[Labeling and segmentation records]
-------------------------

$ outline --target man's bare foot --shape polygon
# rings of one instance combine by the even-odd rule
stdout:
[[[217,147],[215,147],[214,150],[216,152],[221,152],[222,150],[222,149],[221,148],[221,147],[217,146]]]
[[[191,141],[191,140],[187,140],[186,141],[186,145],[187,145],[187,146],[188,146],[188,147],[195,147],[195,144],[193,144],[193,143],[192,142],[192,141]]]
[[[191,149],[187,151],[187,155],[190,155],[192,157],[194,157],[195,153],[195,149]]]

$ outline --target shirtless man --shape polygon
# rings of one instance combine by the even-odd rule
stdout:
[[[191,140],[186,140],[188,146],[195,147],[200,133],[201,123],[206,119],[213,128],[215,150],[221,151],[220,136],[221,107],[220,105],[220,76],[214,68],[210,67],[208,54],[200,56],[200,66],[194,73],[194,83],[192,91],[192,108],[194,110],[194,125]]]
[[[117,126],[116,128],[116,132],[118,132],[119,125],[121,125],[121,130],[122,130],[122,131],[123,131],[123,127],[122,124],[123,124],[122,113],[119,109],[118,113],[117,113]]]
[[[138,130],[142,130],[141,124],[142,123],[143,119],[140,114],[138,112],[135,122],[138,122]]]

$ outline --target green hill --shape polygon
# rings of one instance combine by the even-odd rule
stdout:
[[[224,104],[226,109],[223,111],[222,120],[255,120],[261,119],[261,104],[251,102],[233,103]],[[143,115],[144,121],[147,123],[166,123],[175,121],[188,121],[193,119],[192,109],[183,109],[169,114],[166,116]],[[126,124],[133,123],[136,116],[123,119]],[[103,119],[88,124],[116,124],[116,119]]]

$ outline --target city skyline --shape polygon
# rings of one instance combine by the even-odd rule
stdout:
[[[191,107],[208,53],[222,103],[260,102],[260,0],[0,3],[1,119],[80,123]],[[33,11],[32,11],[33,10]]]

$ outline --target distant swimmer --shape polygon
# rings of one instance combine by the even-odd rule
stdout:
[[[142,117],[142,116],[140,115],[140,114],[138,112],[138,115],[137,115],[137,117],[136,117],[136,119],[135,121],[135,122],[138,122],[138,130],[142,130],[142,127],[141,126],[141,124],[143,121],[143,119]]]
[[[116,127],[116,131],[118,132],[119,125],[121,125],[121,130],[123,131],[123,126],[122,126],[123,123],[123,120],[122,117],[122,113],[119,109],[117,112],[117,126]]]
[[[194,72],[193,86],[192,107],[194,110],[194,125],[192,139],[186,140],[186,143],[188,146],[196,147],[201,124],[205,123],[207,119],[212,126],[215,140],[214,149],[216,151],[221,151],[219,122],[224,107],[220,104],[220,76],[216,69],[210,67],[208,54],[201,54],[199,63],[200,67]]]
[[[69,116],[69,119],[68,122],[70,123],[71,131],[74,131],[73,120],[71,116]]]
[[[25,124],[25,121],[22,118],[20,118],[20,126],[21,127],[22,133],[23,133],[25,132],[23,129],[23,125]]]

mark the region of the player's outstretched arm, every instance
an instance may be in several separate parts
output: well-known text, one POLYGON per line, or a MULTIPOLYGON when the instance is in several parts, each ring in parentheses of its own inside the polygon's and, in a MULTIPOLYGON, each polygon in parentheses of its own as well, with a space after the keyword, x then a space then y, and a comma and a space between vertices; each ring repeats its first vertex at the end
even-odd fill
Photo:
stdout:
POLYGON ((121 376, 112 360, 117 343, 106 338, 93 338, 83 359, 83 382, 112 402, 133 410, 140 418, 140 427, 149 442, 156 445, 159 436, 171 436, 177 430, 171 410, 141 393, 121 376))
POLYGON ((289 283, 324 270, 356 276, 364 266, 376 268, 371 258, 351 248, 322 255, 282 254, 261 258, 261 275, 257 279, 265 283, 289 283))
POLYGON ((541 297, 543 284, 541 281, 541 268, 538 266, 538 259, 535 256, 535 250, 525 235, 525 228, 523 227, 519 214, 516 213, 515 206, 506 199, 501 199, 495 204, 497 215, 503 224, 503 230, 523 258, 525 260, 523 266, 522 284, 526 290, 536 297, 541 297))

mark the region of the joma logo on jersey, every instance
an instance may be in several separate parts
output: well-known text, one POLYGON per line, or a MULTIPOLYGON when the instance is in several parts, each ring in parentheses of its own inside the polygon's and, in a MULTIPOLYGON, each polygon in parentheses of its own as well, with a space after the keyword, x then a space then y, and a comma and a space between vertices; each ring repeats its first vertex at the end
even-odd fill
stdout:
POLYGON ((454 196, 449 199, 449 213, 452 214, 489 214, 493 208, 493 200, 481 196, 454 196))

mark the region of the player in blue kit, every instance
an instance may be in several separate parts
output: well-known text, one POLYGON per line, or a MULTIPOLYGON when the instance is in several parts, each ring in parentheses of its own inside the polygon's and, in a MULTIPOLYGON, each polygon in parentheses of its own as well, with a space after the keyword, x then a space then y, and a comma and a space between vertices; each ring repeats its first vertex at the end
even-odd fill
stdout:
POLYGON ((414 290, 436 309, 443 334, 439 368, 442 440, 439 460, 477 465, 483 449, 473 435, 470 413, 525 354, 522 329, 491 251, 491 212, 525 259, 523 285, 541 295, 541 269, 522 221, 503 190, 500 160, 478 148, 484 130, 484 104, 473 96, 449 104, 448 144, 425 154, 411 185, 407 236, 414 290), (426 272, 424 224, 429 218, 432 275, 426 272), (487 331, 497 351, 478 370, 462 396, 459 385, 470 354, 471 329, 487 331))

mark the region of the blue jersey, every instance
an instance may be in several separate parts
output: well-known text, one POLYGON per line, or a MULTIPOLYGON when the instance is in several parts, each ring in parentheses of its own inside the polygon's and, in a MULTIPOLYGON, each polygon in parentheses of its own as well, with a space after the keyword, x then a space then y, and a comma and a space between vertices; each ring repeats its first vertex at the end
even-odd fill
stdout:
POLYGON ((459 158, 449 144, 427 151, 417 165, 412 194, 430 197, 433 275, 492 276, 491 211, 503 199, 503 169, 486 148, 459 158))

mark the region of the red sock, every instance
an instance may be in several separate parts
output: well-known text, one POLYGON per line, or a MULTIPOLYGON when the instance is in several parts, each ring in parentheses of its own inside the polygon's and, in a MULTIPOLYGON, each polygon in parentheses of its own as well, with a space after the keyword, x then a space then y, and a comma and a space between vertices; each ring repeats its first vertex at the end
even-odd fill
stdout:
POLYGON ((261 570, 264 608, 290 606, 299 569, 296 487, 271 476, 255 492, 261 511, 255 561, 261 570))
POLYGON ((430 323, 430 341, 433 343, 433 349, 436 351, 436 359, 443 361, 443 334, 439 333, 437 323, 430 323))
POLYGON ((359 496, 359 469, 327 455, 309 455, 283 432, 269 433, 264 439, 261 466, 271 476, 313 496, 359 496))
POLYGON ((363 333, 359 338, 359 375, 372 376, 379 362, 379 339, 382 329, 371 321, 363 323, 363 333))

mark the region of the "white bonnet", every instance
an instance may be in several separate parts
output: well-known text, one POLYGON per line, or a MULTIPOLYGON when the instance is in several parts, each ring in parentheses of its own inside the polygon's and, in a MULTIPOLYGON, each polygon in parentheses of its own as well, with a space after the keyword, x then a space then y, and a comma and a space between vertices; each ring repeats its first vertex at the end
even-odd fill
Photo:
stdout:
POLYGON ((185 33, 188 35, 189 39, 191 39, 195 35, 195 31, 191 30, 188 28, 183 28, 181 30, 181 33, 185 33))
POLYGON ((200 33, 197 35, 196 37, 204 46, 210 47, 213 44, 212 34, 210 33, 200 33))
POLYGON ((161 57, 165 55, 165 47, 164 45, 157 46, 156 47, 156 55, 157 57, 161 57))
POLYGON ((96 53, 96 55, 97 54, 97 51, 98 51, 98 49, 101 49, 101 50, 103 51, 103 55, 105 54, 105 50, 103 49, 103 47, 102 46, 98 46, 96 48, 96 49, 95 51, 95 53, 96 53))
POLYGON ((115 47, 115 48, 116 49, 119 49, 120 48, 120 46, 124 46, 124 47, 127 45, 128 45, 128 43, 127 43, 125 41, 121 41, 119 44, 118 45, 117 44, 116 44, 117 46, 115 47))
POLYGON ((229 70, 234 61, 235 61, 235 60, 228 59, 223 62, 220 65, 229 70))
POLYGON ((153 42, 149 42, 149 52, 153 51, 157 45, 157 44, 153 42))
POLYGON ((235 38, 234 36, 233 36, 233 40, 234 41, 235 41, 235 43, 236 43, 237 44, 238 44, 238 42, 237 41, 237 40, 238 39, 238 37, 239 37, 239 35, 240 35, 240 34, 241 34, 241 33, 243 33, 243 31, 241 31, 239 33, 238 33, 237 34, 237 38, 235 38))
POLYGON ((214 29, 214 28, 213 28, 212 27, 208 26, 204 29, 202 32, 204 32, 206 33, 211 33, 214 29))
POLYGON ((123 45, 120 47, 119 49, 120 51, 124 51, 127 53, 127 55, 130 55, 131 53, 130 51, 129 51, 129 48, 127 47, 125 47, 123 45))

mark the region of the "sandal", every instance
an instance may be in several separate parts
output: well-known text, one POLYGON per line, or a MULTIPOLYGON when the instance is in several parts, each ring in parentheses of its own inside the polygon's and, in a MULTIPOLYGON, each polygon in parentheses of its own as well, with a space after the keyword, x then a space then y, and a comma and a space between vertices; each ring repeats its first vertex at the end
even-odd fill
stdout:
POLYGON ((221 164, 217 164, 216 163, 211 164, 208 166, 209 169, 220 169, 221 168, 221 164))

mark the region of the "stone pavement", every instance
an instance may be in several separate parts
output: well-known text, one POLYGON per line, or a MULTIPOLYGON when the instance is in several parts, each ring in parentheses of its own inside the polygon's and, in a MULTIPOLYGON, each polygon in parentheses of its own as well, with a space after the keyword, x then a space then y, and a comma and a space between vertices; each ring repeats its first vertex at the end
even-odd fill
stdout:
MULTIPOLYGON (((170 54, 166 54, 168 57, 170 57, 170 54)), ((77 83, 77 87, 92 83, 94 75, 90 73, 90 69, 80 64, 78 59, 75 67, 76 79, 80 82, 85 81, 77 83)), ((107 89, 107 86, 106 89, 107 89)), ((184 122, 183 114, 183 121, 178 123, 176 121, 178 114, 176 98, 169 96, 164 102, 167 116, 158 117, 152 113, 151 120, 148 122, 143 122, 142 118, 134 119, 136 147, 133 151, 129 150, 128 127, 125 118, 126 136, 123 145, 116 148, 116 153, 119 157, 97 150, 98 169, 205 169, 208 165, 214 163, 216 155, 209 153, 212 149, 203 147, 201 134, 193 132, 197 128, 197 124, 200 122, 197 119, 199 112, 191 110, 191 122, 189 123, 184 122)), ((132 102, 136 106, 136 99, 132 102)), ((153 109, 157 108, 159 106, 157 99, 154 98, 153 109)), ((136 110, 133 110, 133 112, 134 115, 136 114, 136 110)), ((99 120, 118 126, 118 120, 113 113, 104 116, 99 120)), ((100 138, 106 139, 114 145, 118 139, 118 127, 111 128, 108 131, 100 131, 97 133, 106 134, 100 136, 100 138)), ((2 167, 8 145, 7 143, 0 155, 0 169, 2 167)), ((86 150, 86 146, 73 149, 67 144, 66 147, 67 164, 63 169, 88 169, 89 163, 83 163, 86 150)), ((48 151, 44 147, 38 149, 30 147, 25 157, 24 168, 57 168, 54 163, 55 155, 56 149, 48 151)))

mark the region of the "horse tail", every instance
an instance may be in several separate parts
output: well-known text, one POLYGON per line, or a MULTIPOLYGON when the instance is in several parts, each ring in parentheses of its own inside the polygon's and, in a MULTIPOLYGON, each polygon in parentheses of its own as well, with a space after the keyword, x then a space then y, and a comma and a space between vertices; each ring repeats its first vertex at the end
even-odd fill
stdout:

-------------------------

List every line in the material above that contains the word "region".

mark the region of the player's outstretched arm, every instance
mark the region of the joma logo on jersey, every instance
mark the region of the player in blue kit, every instance
mark the region of the blue jersey, every instance
mark the region of the red sock, every instance
mark the region of the "white bonnet", every instance
mark the region of the "sandal", every instance
mark the region of the "stone pavement", every instance
mark the region of the "horse tail", every instance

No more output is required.